TASK TO CARRY OUT. Reproduce the following rows word for word, leaving out the pictures.

(Excerpts of pointing data)
○ ○ ○

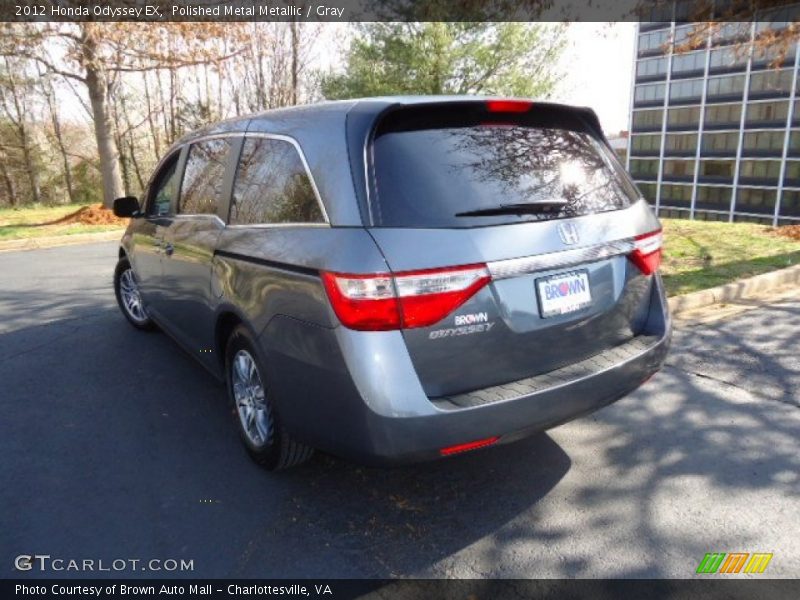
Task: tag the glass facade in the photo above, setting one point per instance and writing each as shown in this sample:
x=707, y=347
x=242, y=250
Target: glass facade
x=715, y=128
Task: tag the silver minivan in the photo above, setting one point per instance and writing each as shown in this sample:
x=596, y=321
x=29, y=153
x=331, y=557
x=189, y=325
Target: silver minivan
x=398, y=279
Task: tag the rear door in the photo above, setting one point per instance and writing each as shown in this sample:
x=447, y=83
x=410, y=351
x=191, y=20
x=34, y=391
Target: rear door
x=535, y=196
x=190, y=240
x=149, y=233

○ ○ ○

TASK RESPONSE.
Task: tag the glass facade in the photo above, setting one point per instance and writing each as shown in this sample:
x=707, y=347
x=242, y=250
Target: glass facade
x=715, y=128
Task: tag the silver minivan in the photo above, setting one point per instance and writing each as shown in this sample:
x=596, y=321
x=29, y=153
x=331, y=557
x=189, y=325
Target: silver minivan
x=398, y=279
Task: tag the rear door in the photo above, setting one point per instance and writing each as shown in this sample:
x=447, y=83
x=410, y=351
x=191, y=20
x=34, y=391
Target: rear door
x=535, y=196
x=190, y=240
x=149, y=233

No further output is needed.